(EXTRACTED MATERIAL)
****
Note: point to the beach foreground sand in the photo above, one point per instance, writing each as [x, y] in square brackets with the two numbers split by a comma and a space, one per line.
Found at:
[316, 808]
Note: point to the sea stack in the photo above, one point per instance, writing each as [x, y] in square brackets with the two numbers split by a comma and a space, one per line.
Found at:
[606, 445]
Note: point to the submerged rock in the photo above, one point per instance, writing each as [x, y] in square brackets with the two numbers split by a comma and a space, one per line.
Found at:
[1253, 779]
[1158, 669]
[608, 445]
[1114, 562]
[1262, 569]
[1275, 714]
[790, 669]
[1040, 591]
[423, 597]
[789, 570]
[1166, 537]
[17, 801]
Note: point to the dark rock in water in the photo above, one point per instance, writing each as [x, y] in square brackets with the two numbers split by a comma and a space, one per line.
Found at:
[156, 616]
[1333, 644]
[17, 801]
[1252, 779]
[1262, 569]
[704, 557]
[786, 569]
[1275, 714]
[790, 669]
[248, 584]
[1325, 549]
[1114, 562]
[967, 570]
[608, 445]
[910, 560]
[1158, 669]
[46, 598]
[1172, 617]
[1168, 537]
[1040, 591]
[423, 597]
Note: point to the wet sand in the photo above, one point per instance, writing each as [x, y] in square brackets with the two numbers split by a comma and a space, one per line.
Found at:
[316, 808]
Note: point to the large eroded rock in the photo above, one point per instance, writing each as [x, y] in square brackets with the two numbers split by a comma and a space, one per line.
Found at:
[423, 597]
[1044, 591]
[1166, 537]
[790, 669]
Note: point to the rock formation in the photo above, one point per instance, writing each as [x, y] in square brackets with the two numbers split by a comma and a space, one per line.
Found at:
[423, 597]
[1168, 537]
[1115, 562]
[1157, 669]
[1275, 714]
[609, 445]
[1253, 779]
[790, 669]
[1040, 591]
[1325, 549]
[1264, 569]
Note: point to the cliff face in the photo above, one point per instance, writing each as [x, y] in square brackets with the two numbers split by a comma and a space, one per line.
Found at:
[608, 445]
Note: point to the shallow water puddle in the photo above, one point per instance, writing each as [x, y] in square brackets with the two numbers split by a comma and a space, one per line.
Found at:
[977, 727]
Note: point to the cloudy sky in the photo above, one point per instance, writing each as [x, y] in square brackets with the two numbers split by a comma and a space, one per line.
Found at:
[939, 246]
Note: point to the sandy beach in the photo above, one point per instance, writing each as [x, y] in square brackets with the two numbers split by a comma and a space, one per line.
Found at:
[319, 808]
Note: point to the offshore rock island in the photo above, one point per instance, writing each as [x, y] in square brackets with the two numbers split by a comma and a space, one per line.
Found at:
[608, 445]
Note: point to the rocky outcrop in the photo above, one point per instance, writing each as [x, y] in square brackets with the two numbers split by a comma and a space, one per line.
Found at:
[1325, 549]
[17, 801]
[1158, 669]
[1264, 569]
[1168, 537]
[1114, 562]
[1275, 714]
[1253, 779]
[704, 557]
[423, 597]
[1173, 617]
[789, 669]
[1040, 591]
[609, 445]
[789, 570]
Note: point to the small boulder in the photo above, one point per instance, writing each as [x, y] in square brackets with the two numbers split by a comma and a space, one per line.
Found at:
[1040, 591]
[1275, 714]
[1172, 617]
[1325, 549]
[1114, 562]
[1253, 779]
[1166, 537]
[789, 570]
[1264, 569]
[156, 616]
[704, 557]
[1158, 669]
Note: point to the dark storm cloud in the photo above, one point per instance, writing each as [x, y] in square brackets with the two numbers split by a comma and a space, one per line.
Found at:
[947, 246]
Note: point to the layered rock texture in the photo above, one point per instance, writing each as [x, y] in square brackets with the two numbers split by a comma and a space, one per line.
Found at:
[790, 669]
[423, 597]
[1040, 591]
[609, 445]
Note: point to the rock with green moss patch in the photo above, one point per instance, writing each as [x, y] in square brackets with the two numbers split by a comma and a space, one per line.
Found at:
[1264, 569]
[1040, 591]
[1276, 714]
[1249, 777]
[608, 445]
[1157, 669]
****
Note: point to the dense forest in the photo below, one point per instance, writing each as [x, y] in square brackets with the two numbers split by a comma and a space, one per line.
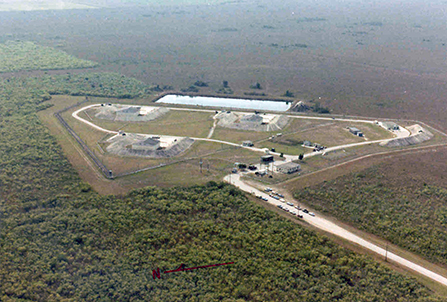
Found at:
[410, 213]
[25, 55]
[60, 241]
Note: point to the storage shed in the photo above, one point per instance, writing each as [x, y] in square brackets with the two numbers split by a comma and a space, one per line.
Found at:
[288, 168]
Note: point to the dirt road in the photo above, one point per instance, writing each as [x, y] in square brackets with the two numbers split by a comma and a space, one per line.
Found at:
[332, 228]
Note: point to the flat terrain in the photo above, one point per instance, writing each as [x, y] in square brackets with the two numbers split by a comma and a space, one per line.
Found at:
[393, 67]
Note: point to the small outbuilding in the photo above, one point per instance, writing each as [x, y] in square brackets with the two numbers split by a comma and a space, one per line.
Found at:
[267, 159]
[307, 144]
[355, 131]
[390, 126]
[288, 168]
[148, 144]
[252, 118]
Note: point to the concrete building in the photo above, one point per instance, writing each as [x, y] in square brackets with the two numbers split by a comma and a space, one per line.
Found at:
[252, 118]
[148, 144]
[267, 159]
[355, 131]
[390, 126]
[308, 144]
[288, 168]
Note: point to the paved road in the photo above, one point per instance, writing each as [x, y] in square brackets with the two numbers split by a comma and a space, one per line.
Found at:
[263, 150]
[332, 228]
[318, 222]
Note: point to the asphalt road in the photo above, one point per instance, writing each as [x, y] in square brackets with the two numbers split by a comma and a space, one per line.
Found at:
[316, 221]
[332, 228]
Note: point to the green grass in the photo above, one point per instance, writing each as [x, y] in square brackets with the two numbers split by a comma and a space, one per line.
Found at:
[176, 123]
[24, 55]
****
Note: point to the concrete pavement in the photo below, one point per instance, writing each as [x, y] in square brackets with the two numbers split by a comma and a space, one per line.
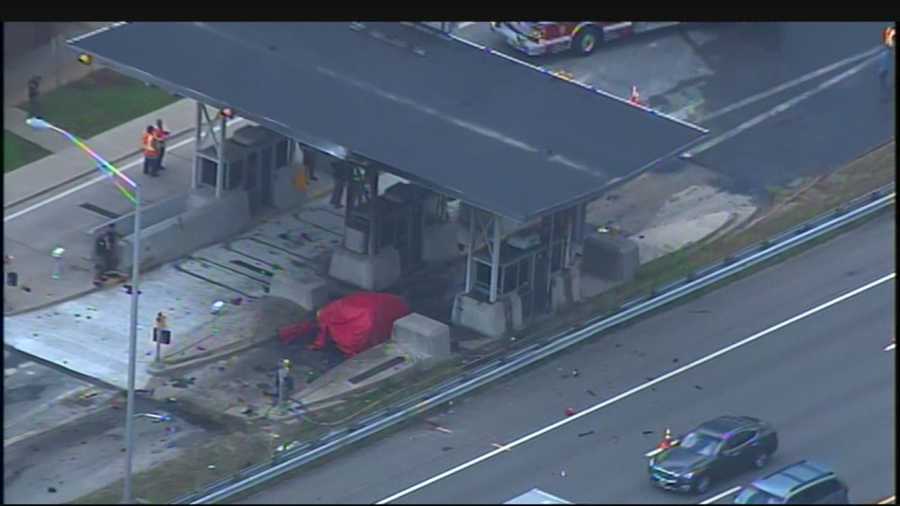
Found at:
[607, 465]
****
(DIRECTIONS)
Search the lines above for the string "water", then show every one that has it.

(EXPECTED ANSWER)
Note: point to the dark rock in water in the photo above, one point per instance, writing each as [x, y] in square brackets with the two numbers split by a comma and a space, one per line.
Note: point to the shallow water puddle in the photo above, one point per instance, writing each as [x, y] in square brackets with the two numbers split by a comma and a space, one per line.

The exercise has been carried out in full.